*Task instructions*:
1 > List every organization named in the passage on genomic medicine.
2 > Continue the passage on genomic medicine from the point at which it ends.

*Passage for review*:

....................

Genomic medicine is about to take off in such a sudden, life-changing way that international scientists are comparing the current juncture to the primitive Internet days of the early 1990s.
The nascent Global Alliance to Enable Responsible Sharing of Genomic and Clinical Data, announced June 3, claims it will be modeled on the World Wide Web Consortium, which established universal protocols to create the Internet we have today from a series of closed, independent networks.
“We’re talking about enabling the responsible sharing of data, not mandating it and certainly not building one, big centralized database,” says Peter Goodhand, executive lead, International Partnerships at the Ontario Institute for Cancer Research, a founding member of the alliance.
The alliance’s raison d’être is that technological advances in the last decade — including genetic sequencing innovations and cloud computing — have made it theoretically possible to conduct massive-scale, international genetic research, but parochial policies and the development of silo systems stand in the way.

....................

*Data for review*:
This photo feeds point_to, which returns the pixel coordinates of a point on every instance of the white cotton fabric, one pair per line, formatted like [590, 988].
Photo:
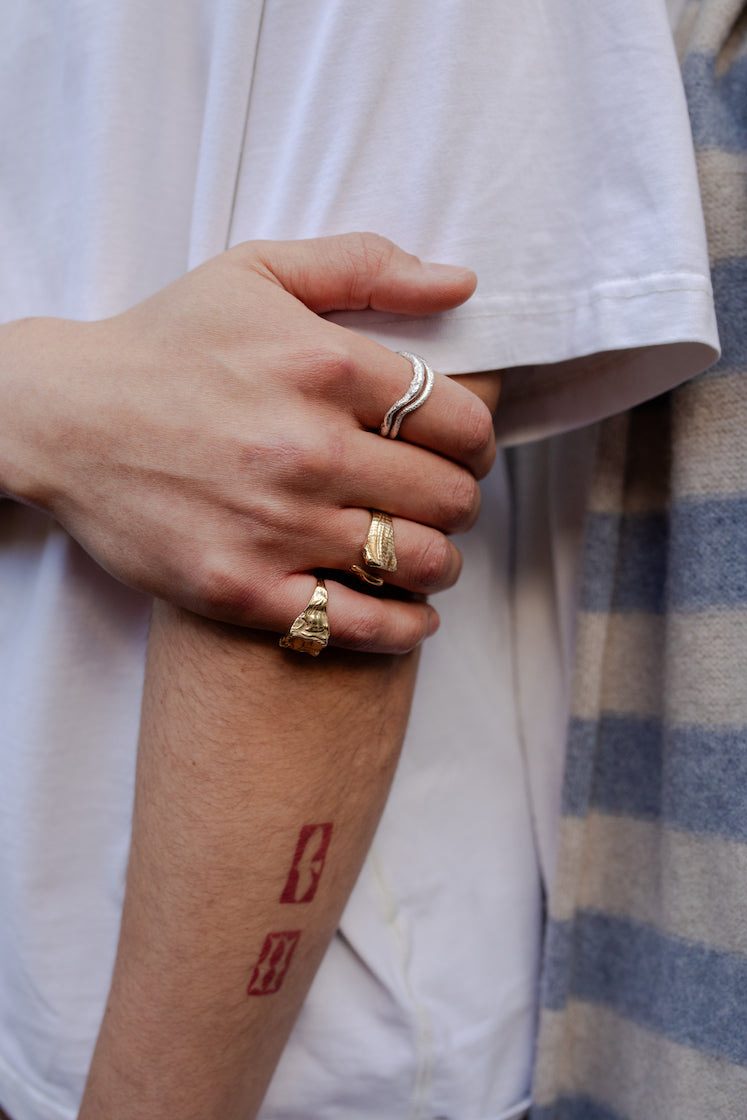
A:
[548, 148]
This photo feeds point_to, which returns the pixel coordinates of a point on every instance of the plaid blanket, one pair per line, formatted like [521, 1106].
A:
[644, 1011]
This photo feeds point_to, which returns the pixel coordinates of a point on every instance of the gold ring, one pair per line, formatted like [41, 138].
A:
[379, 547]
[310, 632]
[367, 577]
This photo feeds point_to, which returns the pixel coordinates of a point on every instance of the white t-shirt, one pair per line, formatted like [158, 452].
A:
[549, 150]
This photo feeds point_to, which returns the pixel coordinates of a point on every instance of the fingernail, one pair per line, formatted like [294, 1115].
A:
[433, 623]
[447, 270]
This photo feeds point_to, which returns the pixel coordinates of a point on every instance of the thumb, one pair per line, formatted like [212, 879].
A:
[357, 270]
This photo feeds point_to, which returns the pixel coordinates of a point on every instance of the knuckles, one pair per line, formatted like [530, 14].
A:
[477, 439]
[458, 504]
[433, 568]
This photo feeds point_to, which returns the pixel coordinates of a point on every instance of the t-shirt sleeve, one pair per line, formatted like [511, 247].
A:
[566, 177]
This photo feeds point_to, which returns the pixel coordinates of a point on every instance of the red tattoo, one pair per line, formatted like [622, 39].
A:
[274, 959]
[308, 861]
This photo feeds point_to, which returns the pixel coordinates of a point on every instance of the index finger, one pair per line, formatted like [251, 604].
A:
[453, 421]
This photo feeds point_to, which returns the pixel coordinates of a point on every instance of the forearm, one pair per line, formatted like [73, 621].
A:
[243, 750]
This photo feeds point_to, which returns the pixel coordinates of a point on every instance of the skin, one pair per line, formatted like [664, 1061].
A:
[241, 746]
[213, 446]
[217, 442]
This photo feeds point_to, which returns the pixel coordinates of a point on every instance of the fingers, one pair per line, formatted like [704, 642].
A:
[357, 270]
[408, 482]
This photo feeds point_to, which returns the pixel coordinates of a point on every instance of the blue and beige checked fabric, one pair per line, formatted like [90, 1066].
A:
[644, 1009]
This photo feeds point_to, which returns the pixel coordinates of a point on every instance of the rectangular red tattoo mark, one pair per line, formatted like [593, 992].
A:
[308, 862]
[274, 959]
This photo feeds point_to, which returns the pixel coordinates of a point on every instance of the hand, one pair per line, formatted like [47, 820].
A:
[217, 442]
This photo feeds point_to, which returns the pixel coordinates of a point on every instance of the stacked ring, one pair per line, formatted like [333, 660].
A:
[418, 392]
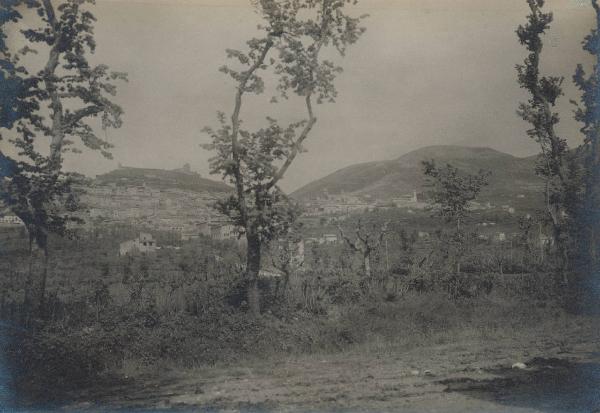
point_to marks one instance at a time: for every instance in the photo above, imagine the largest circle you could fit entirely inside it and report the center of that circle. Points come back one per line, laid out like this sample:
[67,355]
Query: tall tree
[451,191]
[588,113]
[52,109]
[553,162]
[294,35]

....................

*Answers provided*:
1 >
- Global Alliance to Enable Responsible Sharing of Genomic and Clinical Data
- World Wide Web Consortium
- Ontario Institute for Cancer Research

2 >
However, most discoveries in genomic research can only be made with the involvement of numerous institutions in multiple countries, due to the breadth of genetic variations and differing patient outcomes associated with a single disease, according to Dr. Katherine Siminovitch, director of Personalized Genomics and Innovative Medicine at Mount Sinai Hospital, which is a member of the Global Alliance.
“You may need 10 000 patients with such and such disease, and even if it’s a common disease, it’s very unlikely any one centre is looking after 10 000 cases,” she explains. However, if the alliance facilitates the combination of many centres’ data, it can be possible to draw conclusions, Siminovitch says.
The repercussions of collaborative research will affect everything from customized cancer treatment to the unprecedented tracking of infectious agents, according to the alliance’s white paper. And it’s all possible because the cost of genetic sequencing has plummeted in a decade.
“I could now do your whole exome [part of the DNA that codes for proteins] for less than $1000,” says Siminovitch. “And that’s down from the billions of dollars that it would have cost to do it in the year 2000.”
Siminovitch is hopeful that genetic research will help her understand why the first drug she gives for rheumatoid arthritis, methotrexate, doesn’t work on 30% of her patients. “It takes six months to a year to realize that. If I can test for the genetic reason why they don’t respond, I can predict that ahead of time and treat the patient appropriately,” she says.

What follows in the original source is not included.